[TASK REQUIREMENTS]
1/ From the Stroop trial design passage below, transcribe the part that begins at the words "Word (congruent/incongruent trials)" and stops after the words "word; C, chance.".
2/ In the Stroop trial design passage below, which four neutral words were paired with the ink colors?

[EXCERPTED PASSAGE]
Four ink colors (red, yellow, green, and blue) were paired with four color words (RED, BLUE, YELLOW, and GREEN) and four neutral words (CAR, LINE, FOLDER, and SHIRT) to form Stroop trials and neutral trials (see Table 1). All colors were presented at chance level (16 of 64 presentations) and all words were presented at chance level (8 of 64 presentations), as well. The overall proportion congruent of the block was at chance level (8 of 64 presentations). The trial frequencies of the neutral trials were selected to match those of the congruent and incongruent Stroop trials. The four neutral words (CAR, LINE, FOLDER, and SHIRT) were chosen to match the length of the color words.

Table 1.

Example design in terms of display frequency as a function of task-relevant color and task-irrelevant word.

Word (congruent/incongruent trials)
Word (neutral trials)
Color RED BLUE YELLOW GREEN CAR LINE FOLDER SHIRT
Red 1 2 4 1 1 2 4 1
Blue 4 1 1 2 4 1 1 2
Yellow 1 4 2 1 1 4 2 1
Green 2 1 1 4 2 1 1 4
PC 1/2 C 1/2 C C 2 C

Row labels (in lower case) indicate colors; column labels (in upper case) indicate words. Table entries (numbers) indicate trials per block. Numbers in bold indicate congruent trials. PC indicates the proportion congruence for a word; C, chance.

[PROVIDED MATERIAL]

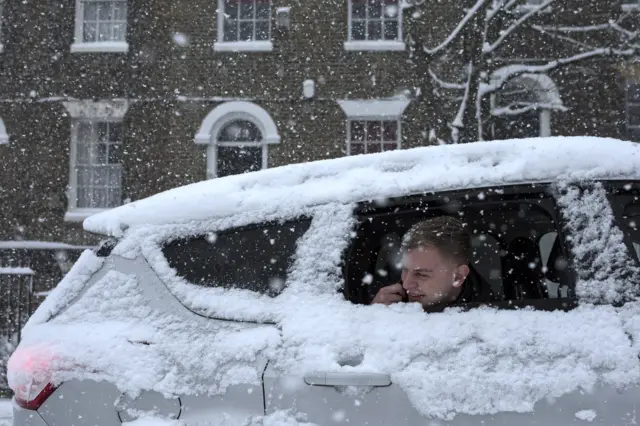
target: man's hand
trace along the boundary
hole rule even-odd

[EXERCISE ANSWERS]
1/
Word (congruent/incongruent trials)
Word (neutral trials)
Color RED BLUE YELLOW GREEN CAR LINE FOLDER SHIRT
Red 1 2 4 1 1 2 4 1
Blue 4 1 1 2 4 1 1 2
Yellow 1 4 2 1 1 4 2 1
Green 2 1 1 4 2 1 1 4
PC 1/2 C 1/2 C C 2 C

Row labels (in lower case) indicate colors; column labels (in upper case) indicate words. Table entries (numbers) indicate trials per block. Numbers in bold indicate congruent trials. PC indicates the proportion congruence for a word; C, chance.

2/ CAR, LINE, FOLDER, and SHIRT.